**EXERCISE OBJECTIVE**
When a line in the records contains the string "puppy", copy that line.

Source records
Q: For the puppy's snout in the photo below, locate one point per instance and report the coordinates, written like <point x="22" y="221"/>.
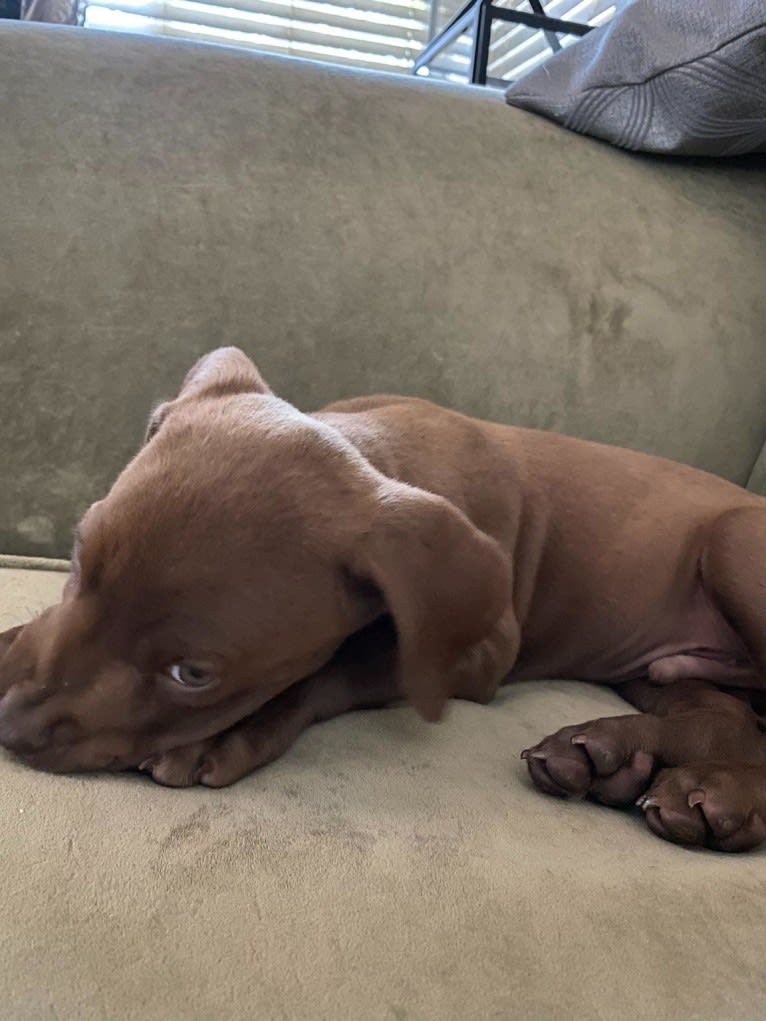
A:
<point x="26" y="726"/>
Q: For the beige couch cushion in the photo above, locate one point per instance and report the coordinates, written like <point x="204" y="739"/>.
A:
<point x="382" y="869"/>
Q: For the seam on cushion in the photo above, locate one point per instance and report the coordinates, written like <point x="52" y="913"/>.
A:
<point x="683" y="63"/>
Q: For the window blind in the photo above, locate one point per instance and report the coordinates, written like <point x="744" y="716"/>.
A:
<point x="383" y="35"/>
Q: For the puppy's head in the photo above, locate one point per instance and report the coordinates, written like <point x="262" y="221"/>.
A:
<point x="231" y="558"/>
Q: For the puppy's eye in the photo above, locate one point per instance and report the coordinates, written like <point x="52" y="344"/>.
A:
<point x="189" y="675"/>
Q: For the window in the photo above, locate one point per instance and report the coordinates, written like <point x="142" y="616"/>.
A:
<point x="383" y="35"/>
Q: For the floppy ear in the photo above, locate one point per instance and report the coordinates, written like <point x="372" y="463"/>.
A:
<point x="223" y="372"/>
<point x="444" y="582"/>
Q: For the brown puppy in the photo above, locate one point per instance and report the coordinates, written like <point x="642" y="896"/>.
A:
<point x="255" y="569"/>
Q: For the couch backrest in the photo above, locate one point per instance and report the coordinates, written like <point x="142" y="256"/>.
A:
<point x="354" y="233"/>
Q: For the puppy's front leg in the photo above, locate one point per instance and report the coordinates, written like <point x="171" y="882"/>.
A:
<point x="708" y="745"/>
<point x="363" y="675"/>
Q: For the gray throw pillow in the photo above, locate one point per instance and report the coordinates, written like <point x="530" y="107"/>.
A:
<point x="679" y="77"/>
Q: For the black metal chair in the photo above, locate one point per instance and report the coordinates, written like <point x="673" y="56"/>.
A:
<point x="479" y="14"/>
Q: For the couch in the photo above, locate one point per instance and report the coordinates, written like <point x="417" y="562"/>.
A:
<point x="355" y="233"/>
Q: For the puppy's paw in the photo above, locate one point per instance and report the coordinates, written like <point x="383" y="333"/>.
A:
<point x="709" y="805"/>
<point x="603" y="760"/>
<point x="180" y="767"/>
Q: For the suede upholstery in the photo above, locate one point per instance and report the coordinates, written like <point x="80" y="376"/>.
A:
<point x="355" y="233"/>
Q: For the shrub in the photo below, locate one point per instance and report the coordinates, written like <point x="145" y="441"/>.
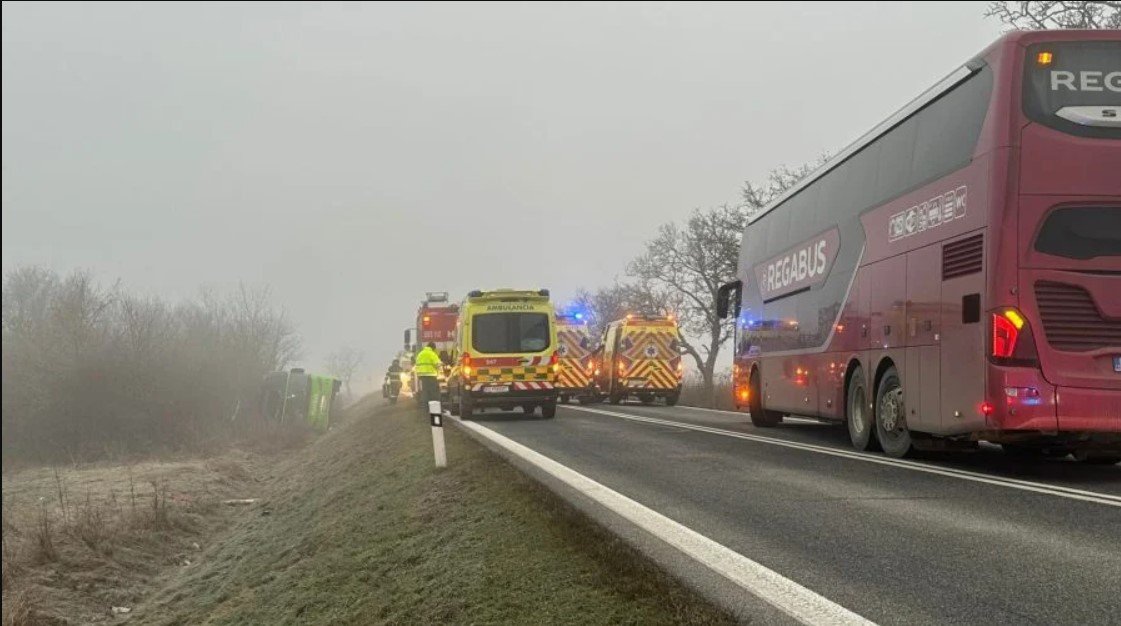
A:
<point x="91" y="370"/>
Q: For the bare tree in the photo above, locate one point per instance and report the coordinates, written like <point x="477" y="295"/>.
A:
<point x="683" y="267"/>
<point x="608" y="304"/>
<point x="1041" y="16"/>
<point x="757" y="195"/>
<point x="89" y="368"/>
<point x="342" y="364"/>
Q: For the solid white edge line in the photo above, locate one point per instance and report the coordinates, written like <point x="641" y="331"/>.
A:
<point x="1009" y="482"/>
<point x="781" y="592"/>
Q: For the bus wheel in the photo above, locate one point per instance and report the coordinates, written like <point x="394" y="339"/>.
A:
<point x="549" y="410"/>
<point x="760" y="416"/>
<point x="858" y="414"/>
<point x="891" y="416"/>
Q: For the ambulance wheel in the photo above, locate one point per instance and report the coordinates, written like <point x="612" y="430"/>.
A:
<point x="760" y="416"/>
<point x="549" y="410"/>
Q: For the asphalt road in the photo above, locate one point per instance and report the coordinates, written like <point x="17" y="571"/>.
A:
<point x="952" y="539"/>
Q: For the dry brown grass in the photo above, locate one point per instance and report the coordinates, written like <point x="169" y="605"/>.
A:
<point x="81" y="540"/>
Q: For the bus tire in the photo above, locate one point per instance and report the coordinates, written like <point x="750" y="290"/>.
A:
<point x="761" y="417"/>
<point x="891" y="415"/>
<point x="858" y="415"/>
<point x="549" y="410"/>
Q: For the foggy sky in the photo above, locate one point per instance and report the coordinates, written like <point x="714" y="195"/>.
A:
<point x="377" y="152"/>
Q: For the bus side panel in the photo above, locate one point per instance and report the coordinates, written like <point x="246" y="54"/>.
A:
<point x="924" y="318"/>
<point x="963" y="353"/>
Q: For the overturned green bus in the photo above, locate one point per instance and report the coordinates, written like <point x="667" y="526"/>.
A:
<point x="296" y="395"/>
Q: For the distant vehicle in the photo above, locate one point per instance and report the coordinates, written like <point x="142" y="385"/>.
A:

**REPLY**
Q: For the puppy's snout in the photo below, locate one point per instance and report the coordinates, written like <point x="22" y="221"/>.
Q: For the puppy's head in the photo above, locate one point per instance and report the coordinates, written like <point x="262" y="221"/>.
Q: For the puppy's eye in the photo above, locate one point per instance and report the coordinates, written like <point x="52" y="344"/>.
Q: For the brown puppy in the photo above, locate one point per instance and report the coordinates, written like <point x="642" y="896"/>.
Q: For the puppy's front leg in the photo above, locate one point per instance and report the coordinates, written like <point x="171" y="882"/>.
Q: For the puppy's paw in the photo above, locate one point per instance and report the coordinates, written like <point x="383" y="333"/>.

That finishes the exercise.